Instrucciones:
#1 Reproduce el fragmento del texto sobre el comentario de Keil entre "Keil se le llama" y "de la modernidad.", ambos incluidos, y sustituye "conservador" por "tradicionalista".
#2 Continúa el texto sobre el comentario de Keil al libro de Daniel a partir del punto en que termina.

-------- Documento fuente --------

Keil se le llama conservador, pero lo es en el sentido mejor de la palabra, porque recoge y reformula la más honda tradición de las comunidades judías y de las iglesias cristianas, desde una perspectiva protestante, pero en diálogo y respeto hacia todos los creyentes. Keil es conservador per, al mismo tiempo, es un gran “reformador”, un científico integral (historiador, filólogo…) que aplica al estudio de la Biblia las mejores herramientas de estudio y de interpretación de la segunda mitad del siglo XIX, desde la vida y cultura de las universidades e iglesias alemanas, quizá la más profundas y creadoras de la modernidad.

No ha habido, que yo sepa, un tiempo mejor que la segunda mitad del siglo XIX para el estudio de la Biblia, un momento de mayor fidelidad al texto en su raíz más honda, en su “verdad hebrea”, recreando desde Jesús y desde la historia de la Iglesia el mensaje profético de Israel, condensado de forma especial en este libro. No ha habido un comentario más intenso de Daniel que este de Keil. Por eso sigue siendo esencial que se pueda leer y utilizar entre las iglesias y comunidades cultas de lengua española, apasionadas por el evangelio y por la “llegada” de Nuestro Señor Jesucristo.

-------- Entradas de datos --------

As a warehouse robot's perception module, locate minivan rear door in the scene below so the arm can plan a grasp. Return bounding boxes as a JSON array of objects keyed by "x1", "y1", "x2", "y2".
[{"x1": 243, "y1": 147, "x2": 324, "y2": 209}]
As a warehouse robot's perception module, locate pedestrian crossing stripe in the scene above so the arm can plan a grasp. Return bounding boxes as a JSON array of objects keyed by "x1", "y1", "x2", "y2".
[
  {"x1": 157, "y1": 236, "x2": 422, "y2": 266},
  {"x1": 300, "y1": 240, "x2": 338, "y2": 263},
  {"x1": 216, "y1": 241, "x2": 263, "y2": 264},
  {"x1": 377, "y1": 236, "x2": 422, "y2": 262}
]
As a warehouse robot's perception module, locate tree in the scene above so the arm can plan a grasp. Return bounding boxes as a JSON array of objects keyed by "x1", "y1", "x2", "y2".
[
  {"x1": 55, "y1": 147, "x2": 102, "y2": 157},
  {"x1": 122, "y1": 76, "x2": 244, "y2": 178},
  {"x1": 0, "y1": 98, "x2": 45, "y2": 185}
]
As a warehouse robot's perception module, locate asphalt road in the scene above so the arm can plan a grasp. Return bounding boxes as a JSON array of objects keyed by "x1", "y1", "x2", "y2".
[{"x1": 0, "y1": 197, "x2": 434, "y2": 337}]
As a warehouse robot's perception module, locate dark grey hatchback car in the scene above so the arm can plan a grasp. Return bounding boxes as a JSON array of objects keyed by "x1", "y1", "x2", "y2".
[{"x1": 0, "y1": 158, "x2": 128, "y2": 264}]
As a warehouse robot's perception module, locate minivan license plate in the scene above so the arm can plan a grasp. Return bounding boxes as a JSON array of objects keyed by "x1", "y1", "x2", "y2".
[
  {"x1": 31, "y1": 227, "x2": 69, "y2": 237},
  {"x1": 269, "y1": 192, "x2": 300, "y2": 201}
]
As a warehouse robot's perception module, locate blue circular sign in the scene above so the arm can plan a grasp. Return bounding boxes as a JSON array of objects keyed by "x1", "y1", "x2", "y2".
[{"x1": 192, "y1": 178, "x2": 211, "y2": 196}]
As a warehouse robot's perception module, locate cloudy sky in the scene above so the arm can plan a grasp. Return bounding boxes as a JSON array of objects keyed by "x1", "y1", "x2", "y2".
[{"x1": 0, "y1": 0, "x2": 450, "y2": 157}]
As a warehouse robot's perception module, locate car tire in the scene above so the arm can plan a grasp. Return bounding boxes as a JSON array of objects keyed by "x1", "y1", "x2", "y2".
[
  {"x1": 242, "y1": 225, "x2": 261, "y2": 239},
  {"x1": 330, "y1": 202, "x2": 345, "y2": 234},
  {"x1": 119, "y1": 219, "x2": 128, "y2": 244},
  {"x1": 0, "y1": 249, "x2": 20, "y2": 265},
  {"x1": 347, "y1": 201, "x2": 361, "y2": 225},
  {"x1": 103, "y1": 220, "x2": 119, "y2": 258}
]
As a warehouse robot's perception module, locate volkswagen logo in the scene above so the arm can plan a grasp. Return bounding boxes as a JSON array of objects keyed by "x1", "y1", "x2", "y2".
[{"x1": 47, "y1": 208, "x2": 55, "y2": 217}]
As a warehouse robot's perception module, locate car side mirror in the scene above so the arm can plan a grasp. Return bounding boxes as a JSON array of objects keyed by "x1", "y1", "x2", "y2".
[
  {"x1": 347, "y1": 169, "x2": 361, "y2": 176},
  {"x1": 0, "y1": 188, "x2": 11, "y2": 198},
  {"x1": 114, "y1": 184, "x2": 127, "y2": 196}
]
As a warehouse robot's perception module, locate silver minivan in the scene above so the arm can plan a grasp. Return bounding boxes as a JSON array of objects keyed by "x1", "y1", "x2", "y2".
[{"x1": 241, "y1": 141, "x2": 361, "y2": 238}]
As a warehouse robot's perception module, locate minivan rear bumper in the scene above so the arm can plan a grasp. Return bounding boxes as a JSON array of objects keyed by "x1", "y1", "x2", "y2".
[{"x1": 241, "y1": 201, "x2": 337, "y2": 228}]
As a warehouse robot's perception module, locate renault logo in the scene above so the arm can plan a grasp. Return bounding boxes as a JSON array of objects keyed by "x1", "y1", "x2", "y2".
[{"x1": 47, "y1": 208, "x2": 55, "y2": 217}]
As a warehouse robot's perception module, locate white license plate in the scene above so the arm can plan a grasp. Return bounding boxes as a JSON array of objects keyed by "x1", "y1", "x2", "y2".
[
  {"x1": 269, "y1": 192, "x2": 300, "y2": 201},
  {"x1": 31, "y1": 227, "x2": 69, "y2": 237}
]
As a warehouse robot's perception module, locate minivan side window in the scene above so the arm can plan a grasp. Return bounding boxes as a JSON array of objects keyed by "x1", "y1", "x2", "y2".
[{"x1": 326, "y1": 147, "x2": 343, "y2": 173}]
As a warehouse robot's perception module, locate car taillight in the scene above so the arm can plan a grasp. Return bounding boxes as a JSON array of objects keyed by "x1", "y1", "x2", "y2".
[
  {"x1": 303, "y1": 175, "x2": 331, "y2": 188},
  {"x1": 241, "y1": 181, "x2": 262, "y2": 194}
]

--------

Respuestas:
#1
Keil se le llama tradicionalista, pero lo es en el sentido mejor de la palabra, porque recoge y reformula la más honda tradición de las comunidades judías y de las iglesias cristianas, desde una perspectiva protestante, pero en diálogo y respeto hacia todos los creyentes. Keil es tradicionalista per, al mismo tiempo, es un gran “reformador”, un científico integral (historiador, filólogo…) que aplica al estudio de la Biblia las mejores herramientas de estudio y de interpretación de la segunda mitad del siglo XIX, desde la vida y cultura de las universidades e iglesias alemanas, quizá la más profundas y creadoras de la modernidad.

#2
De la vida y obra de Keil he tratado ya en el prólogo de sus comentarios anteriores (a Jeremías y Ezequiel), de manera que no necesito aquí detenerme en ese tema, pues lo dicho en ellos servirá de punto de partida para lo que sigue. Pero el comentario de este libro de Daniel ha sido y sigue siendo especialmente discutido, tanto por su temática de fondo (el sentido de la historia, la llegada de los últimos días….) como por su desarrollo, de forma que para situarlo y entenderlo bien yo recomiendo a los lectores que empiecen situándose ante el tema de la hermenéutica (interpretación) del Antiguo Testamento, de mano de libros como los de Douglas Stuart, Old Testament Exegesis: A Primer for Students and Pastors, Westminster Philadelphia 1984 y J. Goldingay, Approaches to Old Testament Interpretation, Downers Grove, InterVarsity IL 1990, teniendo como fondo la obra de conjunto de R, J. Coggins y J. L. Houlden eds., Dictionary of Biblical Interpretation, SCM London 1990.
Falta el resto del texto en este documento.